## [PROBLEM A]
From the page on the Canada Millennium Scholarship Foundation, set down the passage that begins at the words "The Canada Millennium Scholarship Foundation was" and stops after "shared post-secondary agenda.", copying it word for word.

= Canada Millennium Scholarship Foundation =

Scholarship Foundation

Canada Millennium Scholarship Foundation logo

The Canada Millennium Scholarship Foundation (French: Fondation canadienne des bourses d'etudes du millénaire) was a private, independent organization created by an act of the Parliament of Canada in 1998. It received an initial endowment of $2.5 billion from the federal government to provide awards annually for ten years. The foundation distributed $325 million in the form of bursaries and scholarships each year throughout Canada in support of post-secondary education. Additionally, the foundation conducted research into post-secondary access via the Millennium Research Program.

==Overview==

The Canada Millennium Scholarship Foundation was created by an Act of Parliament in 1998 by the then Liberal government under Jean Chrétien. Branded as Canada's way to marking the new millennium, the Foundation was endowed with CAD$2.5 billion and was given the mandate to 1) improve access to post-secondary education for all Canadians, especially those facing economic or social barriers, to 2) encourage a high level of student achievement and engagement in Canadian society; and to 3) build a national alliance of organizations and individuals around a shared post-secondary agenda.

Since 2000, the Foundation delivered more than half a million bursaries and scholarships worth more than $1.5 billion to students across Canada. Its two best-known scholarship programs were:
- The Millennium Bursary Program, which targeted students with the greatest financial need, and
- The Millennium Excellence Award Program, which provided scholarships based on merit (including leadership, innovation, academic achievement and community service).
Separate sets of awards were provided to entrance and in-course post-secondary students.

==Millennium Bursary Program==
The Millennium Bursary Program represented 95% of the awards distributed by the Foundation. The value of the Foundation's millennium bursaries was approximately $3,000 on average, but ranged from $1,000 to $4,993.

==Millennium Excellence Award Program==

The Canada Millennium Scholarship Foundation also issued merit-based scholarships to deserving youths through its Millennium Excellence Awards Program. The Excellence Awards were divided into two groups: the Entrance Awards geared towards students entering their first year of post-secondary education, and the In-Course Awards for those already enrolled in post-secondary studies. Laureates of these awards all exhibited excellence in community involvement, innovation, leadership and academic achievement. The MEAP was unique because of its Canada-wide reach; whether a student lived in a major metropolitan area or in a remote village, anyone could apply and be evaluated based on their contribution to their community. Excellence Awards represented only 5% of the total scholarship sum awarded by the Foundation. More than 10,000 Excellence Awards have been issued since 2000.

Laureates were invited to participate in regional or national conferences hosted by the Foundation. Laureates also had access to project seed money through the Millennium Grants Program.

===Entrance Awards===

As of 2008, there were three different levels of Entrance Awards:

- Local awards: one-time awards of $4,500
- Provincial/territorial awards: $16,000 award, disbursed in annual allotments
- National awards: $20,000 award, disbursed in annual allotments

===In-Course Awards===
As of 2008, there were three different level of In-Course Awards

- Up to 100 awards of $5,000, renewable for up to one additional year, for a total of $10,000
- Up to 200 awards of $4,000, renewable for up to one additional year, for a total of $8,000
- Up to 900 one-time awards of $4,500.

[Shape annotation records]

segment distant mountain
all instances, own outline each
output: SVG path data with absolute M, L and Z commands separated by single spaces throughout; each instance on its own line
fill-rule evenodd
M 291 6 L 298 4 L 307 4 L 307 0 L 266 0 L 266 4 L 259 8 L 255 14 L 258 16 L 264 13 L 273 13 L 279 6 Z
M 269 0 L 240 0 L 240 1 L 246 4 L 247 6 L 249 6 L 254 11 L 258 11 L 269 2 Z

## [PROBLEM B]
Rewrite only the lines of the records from their start through the line containing "M 291 6 L 298", requests included. Multiply every coordinate in the answers by 2.6 and round each to a whole number, with halves rounded up.

## [TASK RESULT A]
The Canada Millennium Scholarship Foundation was created by an Act of Parliament in 1998 by the then Liberal government under Jean Chrétien. Branded as Canada's way to marking the new millennium, the Foundation was endowed with CAD$2.5 billion and was given the mandate to 1) improve access to post-secondary education for all Canadians, especially those facing economic or social barriers, to 2) encourage a high level of student achievement and engagement in Canadian society; and to 3) build a national alliance of organizations and individuals around a shared post-secondary agenda.

## [TASK RESULT B]
segment distant mountain
all instances, own outline each
output: SVG path data with absolute M, L and Z commands separated by single spaces throughout; each instance on its own line
fill-rule evenodd
M 757 16 L 775 10 L 798 10 L 798 0 L 692 0 L 692 10 L 673 21 L 663 36 L 671 42 L 686 34 L 710 34 L 725 16 Z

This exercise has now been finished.